PORTARE AL 5% del prodotto interno lordo gli investimenti per l’istruzione e per la ricerca pubblica, l’abolizione della tassazione universitaria, l’abolizione dell’alternanza scuola lavoro (ora «Pcto»), ma anche la creazione di sportelli di assistenza psicologica in scuole e università e il trasporto pubblico gratuito per studenti. Sono alcune delle 100 proposte formulate dalla Rete degli studenti medi e dall’Unione degli Universitari ai candidati alle elezioni politiche del 25 settembre. Le hanno presentate nella giornata di ieri tra un flash mob al ministero dell’Istruzione e una cinquantina di azioni davanti alle scuole, tra le altre i licei Cavour, Plinio, Colombo, Machiavelli, Carducci, Da Vinci, Rousseau, Croce a Roma. Lo slogan: «Da Zero a 100 vogliamo tutto». «Ci hanno fatti sentire uno Zero, nessuna considerazione o attenzione ai temi della nostra generazione – dicono gli studenti- Ora chiediamo cento risposte».
QUANTO ALLA POLITICA di promesse elettorali ne ha fatte molte. La Lega, come gli altri, si è svegliata e ora vuole assumere tutti i precari. Il Pd ha lanciato la proposta di una scuola materna obbligatoria, ma non cita l’altra riforma disastrosa di Renzi con la quale ha aggredito la scuola e gli è valsa l’ostilità di un’altra parte del personale che ci lavora. Dopo avere varato il «docente esperto» nel «decreto aiuti bis» oggi in discussione al Senato sembra che nessuno ne riconosca la paternità. E per lucrare qualche voto dai diciottenni tutti, da destra a sinistra, hanno un pensiero compassionevole per i «giovani» che sono tra i più precari d’Europa. Dopo anni di false promesse su stipendi e contratti, di politiche inadeguate sul reclutamento e precariato strutturale, finanziamenti del Pnnr che costruiranno asili nido senza però finanziare assunzioni per tenerli aperti, chissà se la nuova maggioranza di estrema destra sarà disposta a garantire anche la gratuità del trasporto per gli studenti o l’idea che l’istruzione è gratuita in uno Stato sociale che non è certamente quello in cui viviamo.

**IL TUO COMPITO**
Trascrivi parola per parola l'intero testo sulle proposte degli studenti per la scuola e l'università. Le righe che seguono non hanno alcun ruolo in questo esercizio.

**RIGHE DEL DATASET**
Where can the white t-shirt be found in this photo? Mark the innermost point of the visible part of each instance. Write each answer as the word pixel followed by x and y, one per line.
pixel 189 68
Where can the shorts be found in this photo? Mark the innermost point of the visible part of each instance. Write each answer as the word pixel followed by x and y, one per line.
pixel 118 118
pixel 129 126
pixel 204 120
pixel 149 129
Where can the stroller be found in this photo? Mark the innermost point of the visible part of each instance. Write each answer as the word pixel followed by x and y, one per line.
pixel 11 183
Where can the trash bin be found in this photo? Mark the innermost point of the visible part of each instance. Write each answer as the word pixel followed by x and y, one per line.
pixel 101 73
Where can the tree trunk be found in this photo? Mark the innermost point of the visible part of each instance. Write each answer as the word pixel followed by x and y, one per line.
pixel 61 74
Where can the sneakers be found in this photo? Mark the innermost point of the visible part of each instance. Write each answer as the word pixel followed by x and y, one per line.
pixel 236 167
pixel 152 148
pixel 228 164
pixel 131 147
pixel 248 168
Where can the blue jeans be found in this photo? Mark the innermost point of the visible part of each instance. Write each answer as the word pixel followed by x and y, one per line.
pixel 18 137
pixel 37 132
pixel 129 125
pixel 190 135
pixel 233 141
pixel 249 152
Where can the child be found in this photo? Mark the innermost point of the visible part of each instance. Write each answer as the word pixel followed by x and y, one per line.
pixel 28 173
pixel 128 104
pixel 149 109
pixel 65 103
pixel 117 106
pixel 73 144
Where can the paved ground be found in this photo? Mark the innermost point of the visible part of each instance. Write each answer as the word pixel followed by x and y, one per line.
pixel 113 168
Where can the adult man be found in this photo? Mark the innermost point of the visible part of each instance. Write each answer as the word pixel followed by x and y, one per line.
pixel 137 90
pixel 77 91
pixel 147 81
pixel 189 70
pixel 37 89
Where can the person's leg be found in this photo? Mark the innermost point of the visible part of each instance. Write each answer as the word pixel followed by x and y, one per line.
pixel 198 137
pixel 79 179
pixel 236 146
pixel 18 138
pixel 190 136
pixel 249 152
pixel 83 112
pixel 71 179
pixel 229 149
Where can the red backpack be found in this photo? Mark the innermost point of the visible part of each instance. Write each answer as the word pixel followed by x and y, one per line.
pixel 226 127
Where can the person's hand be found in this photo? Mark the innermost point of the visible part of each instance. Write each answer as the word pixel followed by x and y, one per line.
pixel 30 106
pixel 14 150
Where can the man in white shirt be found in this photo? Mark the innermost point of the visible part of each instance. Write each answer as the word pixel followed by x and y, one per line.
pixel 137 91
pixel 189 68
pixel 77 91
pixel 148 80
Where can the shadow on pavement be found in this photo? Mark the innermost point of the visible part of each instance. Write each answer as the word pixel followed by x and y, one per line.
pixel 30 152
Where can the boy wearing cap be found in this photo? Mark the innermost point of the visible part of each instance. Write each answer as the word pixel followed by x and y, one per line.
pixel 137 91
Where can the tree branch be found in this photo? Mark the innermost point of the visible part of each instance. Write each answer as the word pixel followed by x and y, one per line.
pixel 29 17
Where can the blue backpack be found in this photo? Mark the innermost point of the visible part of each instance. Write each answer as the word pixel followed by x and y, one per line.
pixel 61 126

**RISULTATO FINALE**
PORTARE AL 5% del prodotto interno lordo gli investimenti per l’istruzione e per la ricerca pubblica, l’abolizione della tassazione universitaria, l’abolizione dell’alternanza scuola lavoro (ora «Pcto»), ma anche la creazione di sportelli di assistenza psicologica in scuole e università e il trasporto pubblico gratuito per studenti. Sono alcune delle 100 proposte formulate dalla Rete degli studenti medi e dall’Unione degli Universitari ai candidati alle elezioni politiche del 25 settembre. Le hanno presentate nella giornata di ieri tra un flash mob al ministero dell’Istruzione e una cinquantina di azioni davanti alle scuole, tra le altre i licei Cavour, Plinio, Colombo, Machiavelli, Carducci, Da Vinci, Rousseau, Croce a Roma. Lo slogan: «Da Zero a 100 vogliamo tutto». «Ci hanno fatti sentire uno Zero, nessuna considerazione o attenzione ai temi della nostra generazione – dicono gli studenti- Ora chiediamo cento risposte».
QUANTO ALLA POLITICA di promesse elettorali ne ha fatte molte. La Lega, come gli altri, si è svegliata e ora vuole assumere tutti i precari. Il Pd ha lanciato la proposta di una scuola materna obbligatoria, ma non cita l’altra riforma disastrosa di Renzi con la quale ha aggredito la scuola e gli è valsa l’ostilità di un’altra parte del personale che ci lavora. Dopo avere varato il «docente esperto» nel «decreto aiuti bis» oggi in discussione al Senato sembra che nessuno ne riconosca la paternità. E per lucrare qualche voto dai diciottenni tutti, da destra a sinistra, hanno un pensiero compassionevole per i «giovani» che sono tra i più precari d’Europa. Dopo anni di false promesse su stipendi e contratti, di politiche inadeguate sul reclutamento e precariato strutturale, finanziamenti del Pnnr che costruiranno asili nido senza però finanziare assunzioni per tenerli aperti, chissà se la nuova maggioranza di estrema destra sarà disposta a garantire anche la gratuità del trasporto per gli studenti o l’idea che l’istruzione è gratuita in uno Stato sociale che non è certamente quello in cui viviamo.